Collect every line of the records that contains the word "door", and list those lines in the order they appear.

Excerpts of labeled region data
◇ ◇ ◇ ◇
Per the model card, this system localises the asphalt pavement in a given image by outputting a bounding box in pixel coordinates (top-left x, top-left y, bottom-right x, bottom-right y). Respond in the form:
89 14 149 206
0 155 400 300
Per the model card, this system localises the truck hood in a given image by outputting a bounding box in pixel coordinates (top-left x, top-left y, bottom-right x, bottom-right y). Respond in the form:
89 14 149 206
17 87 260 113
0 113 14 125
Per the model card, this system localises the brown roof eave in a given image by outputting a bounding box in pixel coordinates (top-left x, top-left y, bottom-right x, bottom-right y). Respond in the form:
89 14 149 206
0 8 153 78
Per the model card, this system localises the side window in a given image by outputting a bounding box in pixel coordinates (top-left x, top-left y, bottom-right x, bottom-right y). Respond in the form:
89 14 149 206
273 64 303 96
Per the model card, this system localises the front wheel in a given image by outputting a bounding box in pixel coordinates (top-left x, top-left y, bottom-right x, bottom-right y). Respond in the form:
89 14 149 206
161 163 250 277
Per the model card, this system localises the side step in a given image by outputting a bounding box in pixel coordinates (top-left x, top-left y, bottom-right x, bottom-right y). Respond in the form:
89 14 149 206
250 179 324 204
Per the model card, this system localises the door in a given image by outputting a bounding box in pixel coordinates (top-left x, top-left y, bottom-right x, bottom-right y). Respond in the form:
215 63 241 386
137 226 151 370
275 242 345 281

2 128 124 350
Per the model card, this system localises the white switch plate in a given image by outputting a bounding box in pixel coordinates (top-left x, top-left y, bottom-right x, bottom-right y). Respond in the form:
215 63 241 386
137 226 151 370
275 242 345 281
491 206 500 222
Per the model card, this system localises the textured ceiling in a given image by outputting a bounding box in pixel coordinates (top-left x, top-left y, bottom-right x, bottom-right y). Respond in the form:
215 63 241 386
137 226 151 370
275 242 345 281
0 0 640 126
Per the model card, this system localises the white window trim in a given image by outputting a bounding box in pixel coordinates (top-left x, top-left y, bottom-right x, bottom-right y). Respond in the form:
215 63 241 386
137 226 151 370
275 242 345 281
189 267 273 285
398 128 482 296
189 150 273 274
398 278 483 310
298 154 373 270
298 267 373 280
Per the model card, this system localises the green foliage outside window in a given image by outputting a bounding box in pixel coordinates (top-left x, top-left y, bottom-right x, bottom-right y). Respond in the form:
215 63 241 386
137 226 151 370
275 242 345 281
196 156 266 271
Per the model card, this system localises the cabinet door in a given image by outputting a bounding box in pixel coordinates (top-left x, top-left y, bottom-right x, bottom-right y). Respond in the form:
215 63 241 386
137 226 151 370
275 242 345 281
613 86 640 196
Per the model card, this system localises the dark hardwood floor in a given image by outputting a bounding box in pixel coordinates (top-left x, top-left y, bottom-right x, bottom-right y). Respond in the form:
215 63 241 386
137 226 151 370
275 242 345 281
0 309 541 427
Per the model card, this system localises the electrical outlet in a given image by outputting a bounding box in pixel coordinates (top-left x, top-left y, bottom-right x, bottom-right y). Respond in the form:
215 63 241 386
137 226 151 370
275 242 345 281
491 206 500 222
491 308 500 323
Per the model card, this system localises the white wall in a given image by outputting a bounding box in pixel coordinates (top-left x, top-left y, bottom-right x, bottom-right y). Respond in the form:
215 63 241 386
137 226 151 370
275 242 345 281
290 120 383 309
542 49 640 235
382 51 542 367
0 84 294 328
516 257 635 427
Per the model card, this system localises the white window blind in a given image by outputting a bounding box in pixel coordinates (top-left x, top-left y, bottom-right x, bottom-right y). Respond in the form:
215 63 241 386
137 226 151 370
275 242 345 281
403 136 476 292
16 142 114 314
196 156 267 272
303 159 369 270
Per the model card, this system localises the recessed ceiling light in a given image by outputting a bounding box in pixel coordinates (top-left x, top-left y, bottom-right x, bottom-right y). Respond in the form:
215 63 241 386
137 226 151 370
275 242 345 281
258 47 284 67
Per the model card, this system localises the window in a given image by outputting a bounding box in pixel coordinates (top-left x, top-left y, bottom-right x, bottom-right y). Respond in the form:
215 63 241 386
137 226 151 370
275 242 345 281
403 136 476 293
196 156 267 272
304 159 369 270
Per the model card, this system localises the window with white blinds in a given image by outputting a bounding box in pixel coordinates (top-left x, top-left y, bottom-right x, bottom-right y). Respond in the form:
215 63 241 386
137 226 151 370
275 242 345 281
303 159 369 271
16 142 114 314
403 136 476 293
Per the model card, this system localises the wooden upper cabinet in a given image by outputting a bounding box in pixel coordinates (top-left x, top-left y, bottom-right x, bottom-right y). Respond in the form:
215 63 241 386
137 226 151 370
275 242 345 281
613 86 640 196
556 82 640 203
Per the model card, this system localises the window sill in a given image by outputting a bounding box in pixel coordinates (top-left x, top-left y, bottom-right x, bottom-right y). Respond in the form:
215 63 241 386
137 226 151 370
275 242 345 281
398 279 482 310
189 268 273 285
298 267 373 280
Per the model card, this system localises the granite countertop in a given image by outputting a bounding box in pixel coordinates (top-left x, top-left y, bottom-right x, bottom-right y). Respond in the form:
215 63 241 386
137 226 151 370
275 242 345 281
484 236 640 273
◇ ◇ ◇ ◇
→ **Solution to this exercise**
Per the model card, this system localises the door in a given image by outputting a bounding box in pixel coordinates (top-left x, top-left y, bottom-right x, bottom-right y). Respond in the form:
Per the model card, this system localises the cabinet door in a given image by outputting a bounding box in pixel coordinates (top-left x, top-left y, bottom-right x, bottom-right y). Respond in the form:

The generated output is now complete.